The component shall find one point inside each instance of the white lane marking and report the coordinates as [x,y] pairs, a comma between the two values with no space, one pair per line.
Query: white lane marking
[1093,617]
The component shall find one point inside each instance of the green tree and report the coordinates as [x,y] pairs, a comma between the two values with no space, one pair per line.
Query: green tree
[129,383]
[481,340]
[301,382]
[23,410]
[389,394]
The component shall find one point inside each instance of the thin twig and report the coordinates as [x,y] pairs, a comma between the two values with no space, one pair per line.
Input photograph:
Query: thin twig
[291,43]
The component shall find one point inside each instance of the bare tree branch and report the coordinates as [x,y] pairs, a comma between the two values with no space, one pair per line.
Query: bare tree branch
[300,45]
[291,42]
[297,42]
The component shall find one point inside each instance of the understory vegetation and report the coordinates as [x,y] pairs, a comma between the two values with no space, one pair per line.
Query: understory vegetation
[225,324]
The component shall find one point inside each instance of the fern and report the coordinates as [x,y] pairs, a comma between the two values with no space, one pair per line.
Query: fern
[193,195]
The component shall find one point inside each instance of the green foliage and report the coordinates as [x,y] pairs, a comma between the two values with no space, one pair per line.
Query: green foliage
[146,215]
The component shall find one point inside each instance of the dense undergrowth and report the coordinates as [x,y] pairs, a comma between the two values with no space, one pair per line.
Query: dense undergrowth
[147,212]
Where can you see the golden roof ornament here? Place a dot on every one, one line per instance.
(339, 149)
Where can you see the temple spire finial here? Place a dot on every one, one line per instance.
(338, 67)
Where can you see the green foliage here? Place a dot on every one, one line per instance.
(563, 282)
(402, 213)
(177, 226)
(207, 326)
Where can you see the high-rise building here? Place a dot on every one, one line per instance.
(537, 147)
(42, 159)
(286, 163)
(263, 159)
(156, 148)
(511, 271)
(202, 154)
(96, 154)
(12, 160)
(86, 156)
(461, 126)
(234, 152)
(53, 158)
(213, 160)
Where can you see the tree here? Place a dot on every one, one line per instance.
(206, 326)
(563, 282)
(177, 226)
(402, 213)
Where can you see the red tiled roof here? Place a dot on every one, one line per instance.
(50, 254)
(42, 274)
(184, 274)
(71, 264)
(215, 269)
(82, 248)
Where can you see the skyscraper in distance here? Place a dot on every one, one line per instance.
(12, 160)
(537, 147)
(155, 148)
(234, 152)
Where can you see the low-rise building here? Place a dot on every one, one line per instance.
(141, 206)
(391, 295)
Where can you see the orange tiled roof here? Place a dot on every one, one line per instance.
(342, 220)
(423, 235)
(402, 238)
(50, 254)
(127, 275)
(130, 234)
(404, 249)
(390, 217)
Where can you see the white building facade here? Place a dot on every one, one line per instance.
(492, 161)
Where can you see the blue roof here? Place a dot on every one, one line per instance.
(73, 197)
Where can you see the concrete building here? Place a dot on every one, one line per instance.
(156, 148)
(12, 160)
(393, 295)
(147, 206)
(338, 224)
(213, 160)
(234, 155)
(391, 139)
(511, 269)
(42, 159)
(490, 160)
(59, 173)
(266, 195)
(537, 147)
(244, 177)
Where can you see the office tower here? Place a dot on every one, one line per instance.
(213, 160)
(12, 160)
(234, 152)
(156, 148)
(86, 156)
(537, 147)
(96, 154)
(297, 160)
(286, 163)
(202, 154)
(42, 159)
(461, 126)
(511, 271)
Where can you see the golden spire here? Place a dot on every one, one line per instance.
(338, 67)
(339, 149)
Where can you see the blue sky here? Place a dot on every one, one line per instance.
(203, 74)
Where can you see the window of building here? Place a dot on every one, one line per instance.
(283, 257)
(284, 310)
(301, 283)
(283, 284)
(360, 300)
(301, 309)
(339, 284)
____
_EXERCISE GOAL_
Pull out every line of the records above that contains the word "report".

_OUTPUT OF THE EXERCISE_
The component shall find one point inside each instance of the white lane marking and report the coordinates as [x,y] pairs, a comma between the two values with no space, one pair per line.
The component shall find one point inside each instance of the green tree and report the coordinates as [x,y] pairs, a comma between the two values with no space, one pair per line.
The component shall find one point inside each instance of the thin twig and report the coordinates as [x,y] pairs, a comma between the two values with no space, one pair per line.
The component shall find one point inside each instance of the bare tree branch and report the coordinates as [x,y] pairs, a comma between the two values with no space, one pair per line.
The component shall find one point inside each instance of the understory vegetation and report the coordinates as [x,y] pairs, a comma between the two values with no space, one pair per line.
The component shall find one point inside each instance of the fern and report the coordinates as [x,y] pairs, a comma between the two values with no space, one pair per line.
The component shall find one point inside each instance of the green foliage and report the coordinates as [x,y] pairs, a comma between the two values with no space, one pair per line.
The component shall find one point inside each instance of the dense undergrowth and report the coordinates as [x,y] pairs, a comma between the two values with no space, one pair per line.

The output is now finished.